◆ EXERCISE AIM: Pull every "mirror" line out of the data below.

▶

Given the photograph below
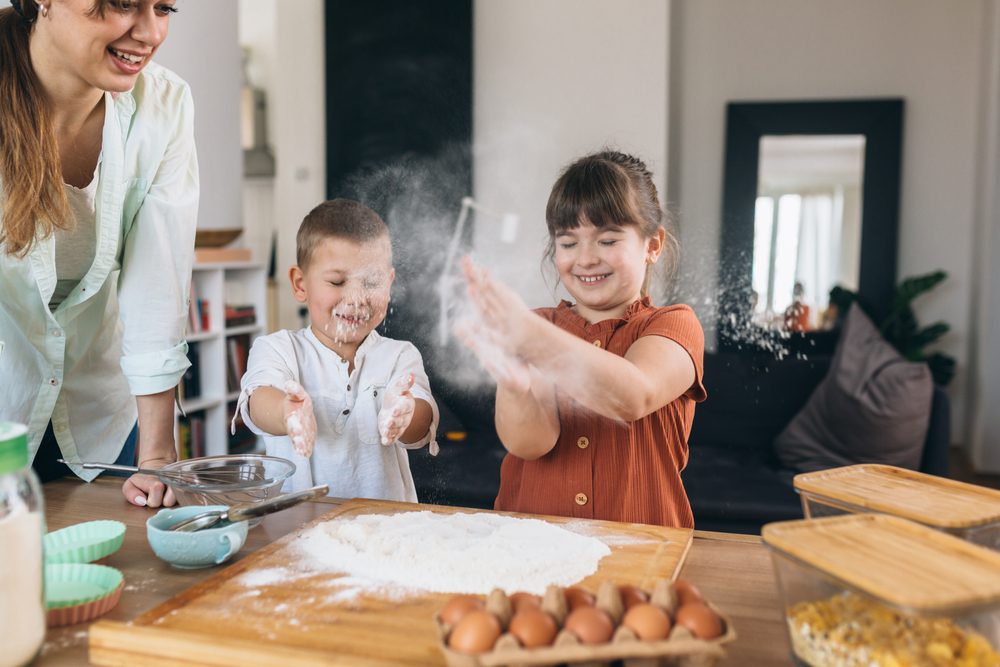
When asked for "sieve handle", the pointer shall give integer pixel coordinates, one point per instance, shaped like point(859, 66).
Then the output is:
point(276, 504)
point(105, 466)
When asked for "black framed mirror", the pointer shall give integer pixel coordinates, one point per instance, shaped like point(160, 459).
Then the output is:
point(810, 201)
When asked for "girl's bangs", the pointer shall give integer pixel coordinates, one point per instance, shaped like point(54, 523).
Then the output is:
point(596, 192)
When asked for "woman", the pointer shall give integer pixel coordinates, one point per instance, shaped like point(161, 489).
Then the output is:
point(97, 216)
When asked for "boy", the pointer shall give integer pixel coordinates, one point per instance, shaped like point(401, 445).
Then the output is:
point(336, 398)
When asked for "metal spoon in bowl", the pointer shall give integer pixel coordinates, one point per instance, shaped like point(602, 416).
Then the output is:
point(249, 510)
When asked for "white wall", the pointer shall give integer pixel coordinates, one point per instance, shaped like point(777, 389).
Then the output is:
point(983, 424)
point(202, 47)
point(555, 79)
point(296, 94)
point(924, 51)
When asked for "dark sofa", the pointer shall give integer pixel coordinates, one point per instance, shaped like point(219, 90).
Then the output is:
point(734, 481)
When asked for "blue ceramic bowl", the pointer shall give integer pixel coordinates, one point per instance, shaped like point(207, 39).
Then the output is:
point(202, 548)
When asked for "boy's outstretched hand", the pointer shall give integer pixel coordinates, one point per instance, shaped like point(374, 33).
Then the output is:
point(397, 410)
point(300, 421)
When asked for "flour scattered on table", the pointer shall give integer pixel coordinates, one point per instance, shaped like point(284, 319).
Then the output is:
point(451, 553)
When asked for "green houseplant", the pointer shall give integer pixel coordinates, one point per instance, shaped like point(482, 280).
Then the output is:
point(900, 327)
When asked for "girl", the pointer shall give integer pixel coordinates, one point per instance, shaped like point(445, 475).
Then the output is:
point(595, 399)
point(99, 204)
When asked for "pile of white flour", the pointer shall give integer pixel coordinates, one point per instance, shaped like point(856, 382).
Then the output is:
point(451, 553)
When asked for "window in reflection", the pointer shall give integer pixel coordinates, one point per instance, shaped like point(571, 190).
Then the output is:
point(807, 227)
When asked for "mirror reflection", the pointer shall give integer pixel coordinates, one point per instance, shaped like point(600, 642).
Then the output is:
point(807, 227)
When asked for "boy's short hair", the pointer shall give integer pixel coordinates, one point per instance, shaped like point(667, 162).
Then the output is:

◀

◆ WRITTEN ANSWER:
When asked for "black framed mirror", the pointer shall give integer pixel coordinates, one point per instance, shaped like point(160, 459).
When asked for "mirror reflection", the pointer shall give integer pixel coordinates, one point per instance, shaped like point(600, 642).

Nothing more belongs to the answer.